* Extract to read:
— start —

This article appears in the Summer 2015 issue of The American Prospect magazine. Subscribe here.
By Rena Steinzor
192 pp. Cambridge University Press $32.99
By Brandon L. Garrett
290 pp. Belknap Press $29.95
In these partisan times, here’s an assertion that cuts across party lines: The United States faces a problem of “overcriminalization,” an explosion of statutes that give the government extraordinary powers to make felons of us all.
In 2013, the House Judiciary Committee formed a special task force to address this problem, with Democrats and Republicans signing on. The right-leaning Heritage Foundation has made it one of its signature issues. The Supreme Court has referred to it.
But while Democrats and progressives mainly have in mind the excesses of mass incarceration, the right more often has a different concern: that business is drowning in regulatory rules that transform everyday business decisions into transgressions. Further, the argument goes, these transgressions are being punished with greater fervor than ever before. Last year, I attended a securities law conference where the chairman of Paul, Weiss—one of the most respected white-collar defense law firms in the country—decried regulators and prosecutors competing to outdo each other with the most “draconian” punishments conceivable.
There is something wrong here. While it’s true that the United States is throwing many people in prison—disproportionately African American males for nonviolent offenses—corporate criminals are getting away with their crimes. There may be plenty of laws on the books, but they aren’t being put to effect for the one percent. Almost everyone knows that no top executive from a major financial firm went to prison in the wake of the 2008 financial crisis. But it goes beyond that. No officials at the highest levels from BP were convicted in the wake of the Deepwater Horizon disaster. In June, a jury acquitted a BP executive for lying about the spill.
Two new books explore what is happening with white-collar justice in America, how we got here, and what might be done about it. Instead of prosecuting top individuals and indicting corporations, the Department of Justice has perfected the art of settling with corporations. It is this development that Brandon L. Garrett, a University of Virginia law professor, explores in his new book, Too Big To Jail: How Prosecutors Compromise with Corporations.
Prosecutors don’t call them settlements. Instead, they are known either as a “deferred prosecution agreement” (DPA) or its poor cousin, the “non--prosecution agreement” (NPA). Instead of being indicted, these companies reach an agreement, offering payment of a fine and some pledges to behave better. Big companies, especially, enter into these settlements. Since 2001, more than 250 federal prosecutions have involved large corporations. These include some of the biggest names in corporate America, among them AIG, Google, JPMorgan, and Pfizer.
In her book Why Not Jail?: Industrial Catastrophes, Corporate Malfeasance, and Government Inaction, Rena Steinzor, a law professor at University of Maryland, goes further. She lays out a case for using existing laws to criminally prosecute top corporate officers—or to push for statutes that would expand prosecutors’ powers.

— end —

* Recorded data:
— start —

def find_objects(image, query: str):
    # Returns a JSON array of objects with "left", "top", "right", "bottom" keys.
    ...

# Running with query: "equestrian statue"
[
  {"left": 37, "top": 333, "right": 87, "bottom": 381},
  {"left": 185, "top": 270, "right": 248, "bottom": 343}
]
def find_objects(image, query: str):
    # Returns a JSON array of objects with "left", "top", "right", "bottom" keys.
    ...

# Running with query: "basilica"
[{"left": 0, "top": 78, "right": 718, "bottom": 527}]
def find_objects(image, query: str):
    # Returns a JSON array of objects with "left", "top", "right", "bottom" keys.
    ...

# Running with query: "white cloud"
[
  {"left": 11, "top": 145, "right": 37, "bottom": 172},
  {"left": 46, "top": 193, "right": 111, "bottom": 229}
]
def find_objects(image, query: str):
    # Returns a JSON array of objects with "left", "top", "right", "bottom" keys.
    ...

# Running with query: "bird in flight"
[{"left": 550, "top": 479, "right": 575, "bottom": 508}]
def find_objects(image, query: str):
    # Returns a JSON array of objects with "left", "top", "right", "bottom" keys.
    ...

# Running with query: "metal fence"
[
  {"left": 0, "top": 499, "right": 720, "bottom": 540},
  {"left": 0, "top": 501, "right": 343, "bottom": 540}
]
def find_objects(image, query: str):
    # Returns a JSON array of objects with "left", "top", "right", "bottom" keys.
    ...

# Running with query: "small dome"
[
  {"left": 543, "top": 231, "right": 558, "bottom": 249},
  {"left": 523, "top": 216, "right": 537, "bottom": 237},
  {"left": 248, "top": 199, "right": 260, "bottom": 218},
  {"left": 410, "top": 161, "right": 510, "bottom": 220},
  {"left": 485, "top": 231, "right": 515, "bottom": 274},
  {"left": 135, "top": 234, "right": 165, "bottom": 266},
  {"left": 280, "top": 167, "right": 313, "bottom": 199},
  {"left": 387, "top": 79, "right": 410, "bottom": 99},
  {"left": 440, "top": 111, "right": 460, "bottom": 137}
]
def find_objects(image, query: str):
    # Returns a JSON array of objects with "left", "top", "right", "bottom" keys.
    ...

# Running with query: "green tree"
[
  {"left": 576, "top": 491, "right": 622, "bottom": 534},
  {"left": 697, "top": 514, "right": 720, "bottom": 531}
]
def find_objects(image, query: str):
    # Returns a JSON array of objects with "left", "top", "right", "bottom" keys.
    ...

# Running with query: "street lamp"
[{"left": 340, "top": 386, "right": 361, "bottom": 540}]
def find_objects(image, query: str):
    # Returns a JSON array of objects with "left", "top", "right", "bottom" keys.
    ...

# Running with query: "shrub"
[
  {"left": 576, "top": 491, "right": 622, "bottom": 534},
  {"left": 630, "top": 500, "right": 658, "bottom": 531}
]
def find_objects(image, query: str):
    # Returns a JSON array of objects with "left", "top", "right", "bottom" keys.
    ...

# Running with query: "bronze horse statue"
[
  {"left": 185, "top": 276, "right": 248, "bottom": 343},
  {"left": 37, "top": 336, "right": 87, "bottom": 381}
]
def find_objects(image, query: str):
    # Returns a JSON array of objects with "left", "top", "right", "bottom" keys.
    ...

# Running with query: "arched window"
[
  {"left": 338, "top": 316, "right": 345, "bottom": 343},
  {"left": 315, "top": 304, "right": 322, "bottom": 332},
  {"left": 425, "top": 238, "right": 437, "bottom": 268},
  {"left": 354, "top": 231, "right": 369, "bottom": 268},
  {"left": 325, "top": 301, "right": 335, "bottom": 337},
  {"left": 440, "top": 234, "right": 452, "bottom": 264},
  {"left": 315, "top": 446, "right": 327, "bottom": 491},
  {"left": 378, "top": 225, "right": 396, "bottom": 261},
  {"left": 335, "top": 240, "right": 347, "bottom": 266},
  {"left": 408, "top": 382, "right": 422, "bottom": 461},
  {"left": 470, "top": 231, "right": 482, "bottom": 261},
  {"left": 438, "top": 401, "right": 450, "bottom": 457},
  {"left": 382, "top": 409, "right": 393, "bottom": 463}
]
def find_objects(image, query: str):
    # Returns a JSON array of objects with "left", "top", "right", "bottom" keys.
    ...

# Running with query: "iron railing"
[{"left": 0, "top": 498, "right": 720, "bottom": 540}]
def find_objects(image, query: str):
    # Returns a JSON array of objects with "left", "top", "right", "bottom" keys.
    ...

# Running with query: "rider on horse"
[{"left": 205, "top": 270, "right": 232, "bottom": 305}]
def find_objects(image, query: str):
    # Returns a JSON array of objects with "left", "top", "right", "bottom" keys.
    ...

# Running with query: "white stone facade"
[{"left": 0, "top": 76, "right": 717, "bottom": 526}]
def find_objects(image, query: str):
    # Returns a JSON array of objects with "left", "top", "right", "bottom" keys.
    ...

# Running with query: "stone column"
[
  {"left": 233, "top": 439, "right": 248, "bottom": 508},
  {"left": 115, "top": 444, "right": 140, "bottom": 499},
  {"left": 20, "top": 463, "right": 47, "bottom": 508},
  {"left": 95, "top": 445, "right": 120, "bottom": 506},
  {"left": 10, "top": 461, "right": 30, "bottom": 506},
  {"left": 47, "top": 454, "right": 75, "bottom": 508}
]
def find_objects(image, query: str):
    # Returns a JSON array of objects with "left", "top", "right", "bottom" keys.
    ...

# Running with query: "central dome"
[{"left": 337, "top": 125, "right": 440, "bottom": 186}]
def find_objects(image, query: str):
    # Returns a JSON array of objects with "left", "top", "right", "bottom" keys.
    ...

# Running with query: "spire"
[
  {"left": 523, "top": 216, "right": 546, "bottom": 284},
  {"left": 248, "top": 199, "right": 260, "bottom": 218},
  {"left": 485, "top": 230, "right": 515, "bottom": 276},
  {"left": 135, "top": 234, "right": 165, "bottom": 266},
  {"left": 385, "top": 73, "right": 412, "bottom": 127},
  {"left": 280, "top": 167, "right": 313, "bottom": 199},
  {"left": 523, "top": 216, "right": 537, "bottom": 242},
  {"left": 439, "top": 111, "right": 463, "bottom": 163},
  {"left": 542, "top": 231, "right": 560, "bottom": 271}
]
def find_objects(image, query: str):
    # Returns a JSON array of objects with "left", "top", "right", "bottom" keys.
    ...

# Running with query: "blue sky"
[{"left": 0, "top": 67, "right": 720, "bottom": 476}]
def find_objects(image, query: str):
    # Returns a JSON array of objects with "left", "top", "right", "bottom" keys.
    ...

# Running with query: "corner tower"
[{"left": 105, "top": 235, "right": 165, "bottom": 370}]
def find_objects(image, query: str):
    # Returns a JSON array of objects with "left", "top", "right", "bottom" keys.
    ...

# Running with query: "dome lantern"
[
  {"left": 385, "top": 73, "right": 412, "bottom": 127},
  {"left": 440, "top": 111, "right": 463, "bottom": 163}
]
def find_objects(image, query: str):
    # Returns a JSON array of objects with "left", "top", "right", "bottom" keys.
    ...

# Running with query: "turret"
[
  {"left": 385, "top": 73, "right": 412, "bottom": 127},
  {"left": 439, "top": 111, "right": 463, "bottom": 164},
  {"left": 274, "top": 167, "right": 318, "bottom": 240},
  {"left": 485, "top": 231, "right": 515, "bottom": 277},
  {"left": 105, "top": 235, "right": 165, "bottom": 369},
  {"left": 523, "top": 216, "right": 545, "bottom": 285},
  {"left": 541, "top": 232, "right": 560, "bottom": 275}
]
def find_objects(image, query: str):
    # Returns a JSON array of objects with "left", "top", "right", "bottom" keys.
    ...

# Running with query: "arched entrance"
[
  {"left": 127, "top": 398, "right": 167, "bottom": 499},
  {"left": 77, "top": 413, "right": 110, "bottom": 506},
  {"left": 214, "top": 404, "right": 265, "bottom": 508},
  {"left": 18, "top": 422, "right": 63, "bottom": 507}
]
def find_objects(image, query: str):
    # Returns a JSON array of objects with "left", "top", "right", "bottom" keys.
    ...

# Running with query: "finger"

— end —

Can you repeat the book review, starting at the words "Two new books" and stopping after "Compromise with Corporations.", but swapping "perfected" for "refined"?

Two new books explore what is happening with white-collar justice in America, how we got here, and what might be done about it. Instead of prosecuting top individuals and indicting corporations, the Department of Justice has refined the art of settling with corporations. It is this development that Brandon L. Garrett, a University of Virginia law professor, explores in his new book, Too Big To Jail: How Prosecutors Compromise with Corporations.